Lond. 25 July, 1635.

In no vulgar way of friendship,

J. H."

Amongst the various personages incidentally introduced to our acquaintance, is Ben Jonson, of whom there are occasional notices, which only make us wish for more. Howell seems to have been upon terms of great intimacy with the venerable laureate, whom he addresses as his " Honoured friend and father."

A supper scene is thus described in a letter to Sir Thomas Hawk.

"I was invited yesternight to a solemn supper by B. J., where you were deeply remembered; there was good company, excellent cheer, choice wines, and jovial welcome: one thing intervened which almost spoiled the relish of the rest, that B. began to engross all the discourse, to vapour extremely of himself, and by vilifying others to magnify his own muse. T. Ca: buzzed me in the ear, that though Ben had barrelled up a great deal of knowledge, yet it seems he had not read the ethics, which, among other precepts of morality, forbid self commendation, declaring it to be an ill-favored solecism in good manners. For my part I am content to dispense with this Roman infirmity of B., now that time hath snowed upon his pericranium. You know Ovid and Horace were subject to this humour; the one bursting out into

Jamque opus exegi, quod nec Jovis ira, nec ignis, &c.

The other into

Exegi monumentum ære perennius.”

Ben Jonson, it seems, had written a severe satire upon Inigo Jones, which had given offence at court, upon which occasion Howell thus writes to him.

"Father Ben,

The fangs of a bear and the tusks of a wild boar do not bite worse and make deeper gashes than a goose quill sometimes; no, not the badger himself, who is said to be so tenacious of his bite, that he will not give over his hold till he feels his teeth meet and the bone crack. Your quill hath proved so to Mr. Jones; but the pen, with which you have so gashed him, it seems, was made rather of a porcupine than a goose-quill, it is so keen and firm. You know —Anser, apis, vitulus, populos et regna gubernant—

The goose, the bee, and the calf, (meaning wax, parchment, and pen,) rule the world; but of the three, the pen is the most predominant. I know you have a commanding one, but you must not let it tyrranise in

that manner as you have done lately. Some give out there was a hair in it, or that your ink was too thick with gall, else it would not have so bespattered and shaken the reputation of a royal architect; for reputation, you know, is like a fair structure, long time a rearing, but quickly ruined. If your spirit will not let you retract, you shall do well to repress any more copies of the satire; for, to deal plainly with you, you have lost some ground at court by it, and, as I hear from a good hand, the king, who hath so great a judgement in poetry, (as in all other things else) is not well pleased therewith.

Dispense with this freedom of

Westminster, July, 1635.

Your respectful Son and Servitor,

J. H."

It does not appear that Howell took any decided part in the political divisions of the time. He was elected to serve in parliament, for the borough of Richmond, in the year 1627; but though his connections led him to lean to the side of the King, and though he served under Strafford in Ireland, and was, after Strafford's death, appointed Clerk of the Council, it does not appear that he was at all an ultra royalist. In 1643 he writes, "I was lately come to London upon some occasions of my own, and I had been divers times in Westminster Hall, when I conversed with many parliament men of my acquaintance; but one morning betimes there rushed into my chamber five men, armed with swords, pistols, and bills, and told me, they had a warrant from the parliament for me: I desired to see their warrant, they denied it: I desired to see the date of it, they denied it: I desired to see my name in the warrant, they denied all. At last one of them pulled a greasy paper out of his pocket and shewed me three or four names subscribed and no more." He was carried to the Fleet, where he remained till after the King's death; and it was here that he was obliged to have recourse to his pen as a means of support, and in the course of a few years he wrote and translated a variety of works. He does not seem to have much liked the latter of these occupations.

+ + + + + + +

REQUIRED TASKS:
1. According to the passage about Howell, which borough elected him to parliament, and in what year?
2. Transcribe the passage about Howell between "The other into" and "writes to him.", inclusive.
3. Carry on writing the passage about Howell, starting after its final sentence.
The rows aren't needed for any of this work.

(Position annotation rows)
+ + + + + + +

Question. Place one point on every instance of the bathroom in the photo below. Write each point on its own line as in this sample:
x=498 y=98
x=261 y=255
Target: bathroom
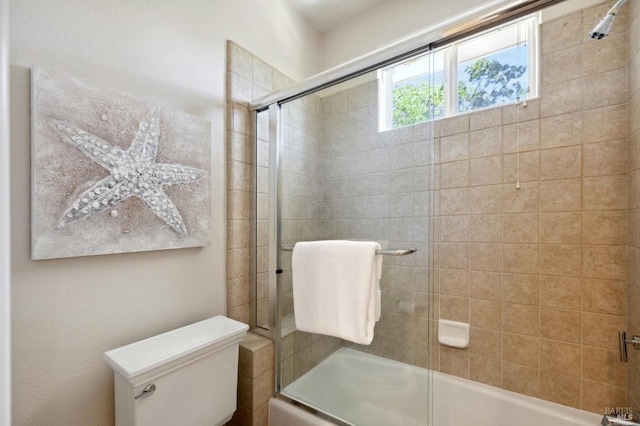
x=67 y=312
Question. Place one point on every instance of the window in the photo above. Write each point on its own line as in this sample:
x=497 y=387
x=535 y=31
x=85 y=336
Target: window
x=494 y=68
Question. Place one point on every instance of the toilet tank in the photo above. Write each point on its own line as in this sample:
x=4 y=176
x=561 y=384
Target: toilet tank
x=185 y=377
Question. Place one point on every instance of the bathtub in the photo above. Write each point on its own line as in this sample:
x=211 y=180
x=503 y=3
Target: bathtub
x=363 y=389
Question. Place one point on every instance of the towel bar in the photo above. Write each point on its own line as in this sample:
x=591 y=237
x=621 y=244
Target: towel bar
x=393 y=252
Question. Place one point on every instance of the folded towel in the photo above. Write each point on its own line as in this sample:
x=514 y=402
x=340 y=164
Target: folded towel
x=336 y=288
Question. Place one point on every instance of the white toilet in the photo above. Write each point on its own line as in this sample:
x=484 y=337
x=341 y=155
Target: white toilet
x=186 y=377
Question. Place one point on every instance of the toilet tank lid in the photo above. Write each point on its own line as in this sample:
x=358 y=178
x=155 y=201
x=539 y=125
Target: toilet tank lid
x=142 y=356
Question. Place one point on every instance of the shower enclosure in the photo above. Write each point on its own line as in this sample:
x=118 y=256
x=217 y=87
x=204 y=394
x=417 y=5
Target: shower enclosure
x=333 y=175
x=329 y=166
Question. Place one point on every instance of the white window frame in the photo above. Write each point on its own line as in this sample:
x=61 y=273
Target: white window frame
x=385 y=80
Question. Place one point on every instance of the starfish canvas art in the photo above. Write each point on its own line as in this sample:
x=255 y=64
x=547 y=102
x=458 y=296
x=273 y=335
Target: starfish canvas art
x=114 y=174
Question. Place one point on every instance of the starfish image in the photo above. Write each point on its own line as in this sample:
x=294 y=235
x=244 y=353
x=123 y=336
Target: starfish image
x=133 y=172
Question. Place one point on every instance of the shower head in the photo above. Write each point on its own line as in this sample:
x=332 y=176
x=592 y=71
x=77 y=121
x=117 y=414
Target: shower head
x=603 y=28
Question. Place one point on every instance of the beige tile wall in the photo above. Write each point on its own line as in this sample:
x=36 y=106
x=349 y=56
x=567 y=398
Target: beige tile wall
x=633 y=297
x=248 y=78
x=540 y=272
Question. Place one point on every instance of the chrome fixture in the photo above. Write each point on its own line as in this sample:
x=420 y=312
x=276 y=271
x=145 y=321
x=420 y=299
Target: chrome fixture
x=603 y=28
x=147 y=391
x=635 y=342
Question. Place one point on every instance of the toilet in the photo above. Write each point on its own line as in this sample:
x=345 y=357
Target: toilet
x=187 y=376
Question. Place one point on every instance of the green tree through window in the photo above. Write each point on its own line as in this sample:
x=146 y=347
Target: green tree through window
x=488 y=83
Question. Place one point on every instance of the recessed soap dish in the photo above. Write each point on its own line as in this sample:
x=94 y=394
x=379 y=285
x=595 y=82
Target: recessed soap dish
x=453 y=333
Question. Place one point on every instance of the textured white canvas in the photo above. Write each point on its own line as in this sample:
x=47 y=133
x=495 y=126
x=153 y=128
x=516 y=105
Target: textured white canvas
x=113 y=174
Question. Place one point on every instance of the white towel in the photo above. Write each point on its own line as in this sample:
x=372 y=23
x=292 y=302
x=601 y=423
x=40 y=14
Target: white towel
x=336 y=288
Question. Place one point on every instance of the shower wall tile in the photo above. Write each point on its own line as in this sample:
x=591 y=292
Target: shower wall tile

+ + + + + + +

WRITTEN ANSWERS:
1. The borough of Richmond, in 1627.

2.
The other into

Exegi monumentum ære perennius.”

Ben Jonson, it seems, had written a severe satire upon Inigo Jones, which had given offence at court, upon which occasion Howell thus writes to him.

3.
"I must confess my genius hath often prompted me that I never was cut out for a translator, there being a kind of servility therein: for it must needs be somewhat tedious to one that hath any free born thoughts within him, and genuine conceptions of his own, (whereof I have some, though shallow ones) to enchain himself to a verbal servitude, and the sense of another. Moreover, translations are but as turncoated things at best, especially among languages that have advantages one of the other, as the Italian hath of the English, which may be said to differ one from the other as silk doth from cloth; the common wear of both.countries where they are spoken. And as cloth is the more substantial, so the English tongue, by reason 'tis so knotted

with consonants, is the stronger and more sinewy of the two. But silk is more smooth and slick, and so is the Italian tongue compared to the English: or, I may say, translations are like the wrong side of a Turkey carpet, which useth to be full of thrums and knots, and nothing so even as the right side: or, one may say, (as I spake elsewhere) that translations are like wines taken off the lees and poured into other vessels, that must lose somewhat of their first strength and briskness, which, in the pouring, or passage rather, evaporates into air.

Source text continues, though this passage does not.